** Exercise **
Reproduce the material below word for word, omitting the pictures.

◆ ◆ ◆ ◆ ◆

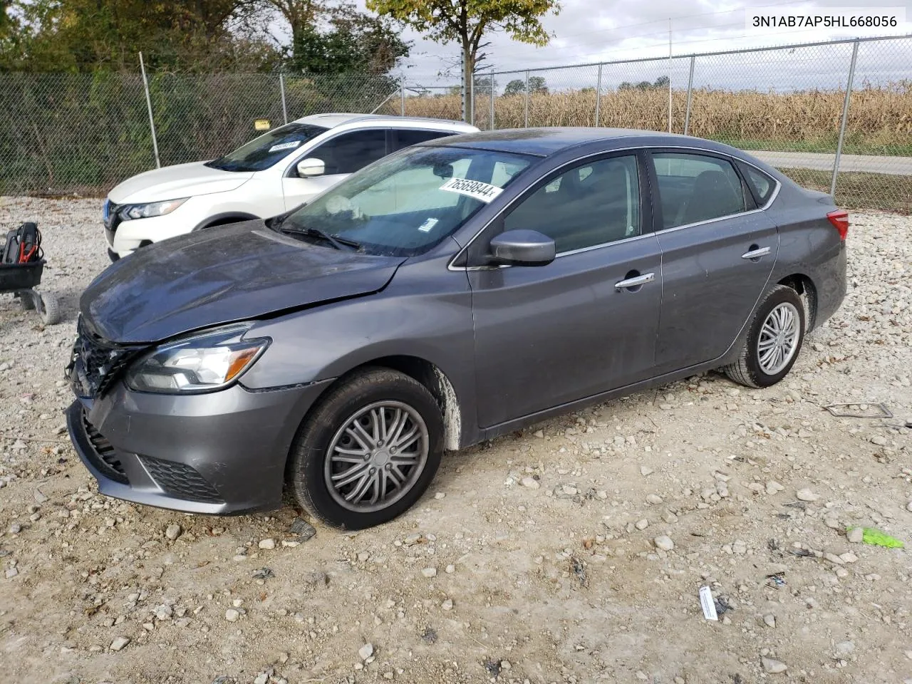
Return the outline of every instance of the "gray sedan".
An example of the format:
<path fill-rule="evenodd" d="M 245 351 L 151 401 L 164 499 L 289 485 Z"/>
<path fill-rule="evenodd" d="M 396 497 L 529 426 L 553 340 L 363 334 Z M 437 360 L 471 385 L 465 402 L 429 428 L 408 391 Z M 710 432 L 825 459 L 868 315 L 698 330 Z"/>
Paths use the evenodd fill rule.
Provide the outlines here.
<path fill-rule="evenodd" d="M 720 368 L 762 388 L 845 294 L 848 215 L 726 145 L 542 129 L 404 150 L 274 219 L 144 248 L 80 302 L 103 493 L 290 498 L 358 529 L 458 450 Z"/>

◆ ◆ ◆ ◆ ◆

** Finished answer **
Return the outline of every instance of the "gray sedan".
An example of the format:
<path fill-rule="evenodd" d="M 245 351 L 151 401 L 164 499 L 289 485 Z"/>
<path fill-rule="evenodd" d="M 396 497 L 529 426 L 553 340 L 363 334 Z M 437 360 L 471 385 L 465 402 L 429 428 L 408 391 Z M 710 432 L 825 459 L 868 315 L 698 330 Z"/>
Paths use the evenodd fill rule.
Provide the outlines here.
<path fill-rule="evenodd" d="M 720 368 L 762 388 L 845 294 L 848 215 L 726 145 L 542 129 L 404 150 L 274 219 L 144 248 L 80 302 L 103 493 L 290 498 L 358 529 L 458 450 Z"/>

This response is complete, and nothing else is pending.